### Problem
Return only the lines from the one containing "Locate the dark" to the end of the material, with each one exactly as it appears.

══════════════════════════════

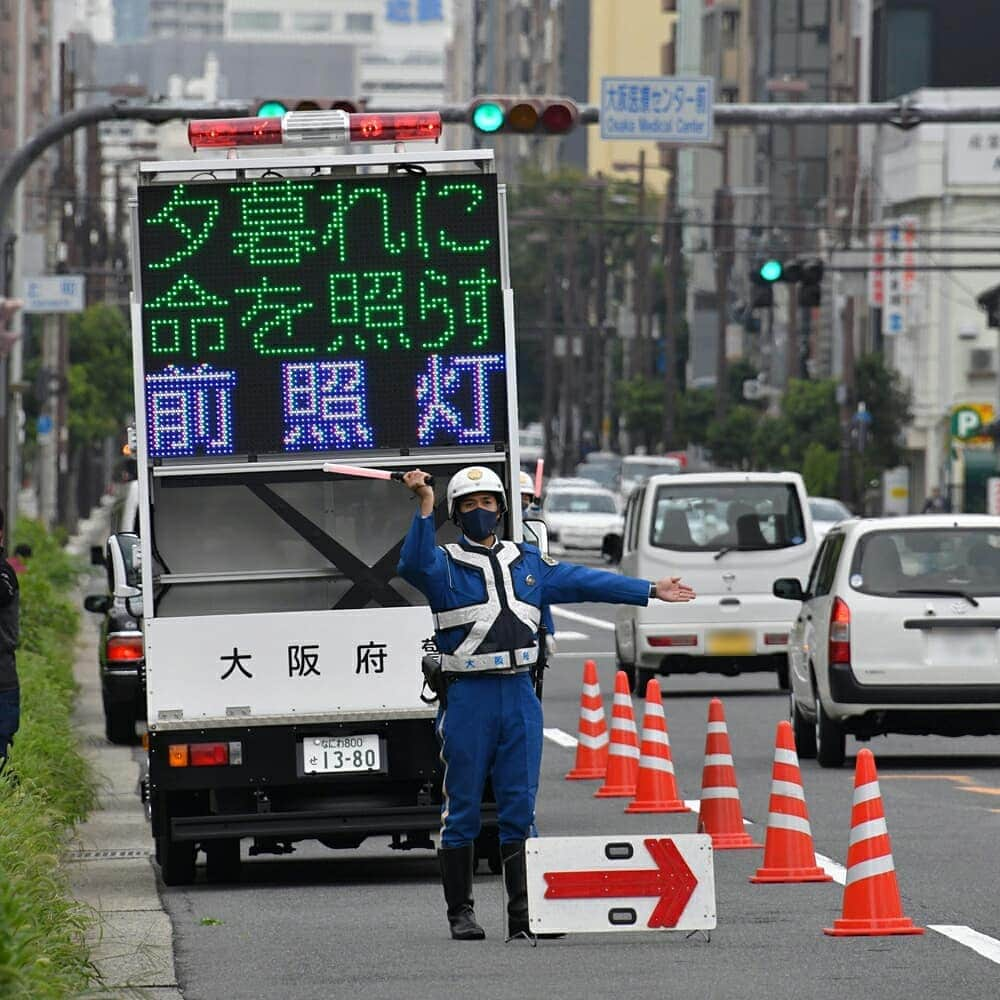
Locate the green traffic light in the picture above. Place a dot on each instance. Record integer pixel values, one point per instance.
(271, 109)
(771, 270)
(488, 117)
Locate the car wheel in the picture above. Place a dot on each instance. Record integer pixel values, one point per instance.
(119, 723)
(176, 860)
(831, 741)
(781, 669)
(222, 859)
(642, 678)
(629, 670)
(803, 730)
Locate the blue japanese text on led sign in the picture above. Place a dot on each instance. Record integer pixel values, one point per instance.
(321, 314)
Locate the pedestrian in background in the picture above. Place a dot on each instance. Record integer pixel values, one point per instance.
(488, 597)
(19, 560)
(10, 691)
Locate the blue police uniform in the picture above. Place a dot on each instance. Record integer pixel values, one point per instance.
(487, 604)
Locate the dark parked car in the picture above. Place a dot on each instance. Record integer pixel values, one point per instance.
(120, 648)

══════════════════════════════

### Output of the exercise
Locate the dark parked car in the picture above. Place a dot on each instance. Record integer pixel values, one point per instance.
(120, 648)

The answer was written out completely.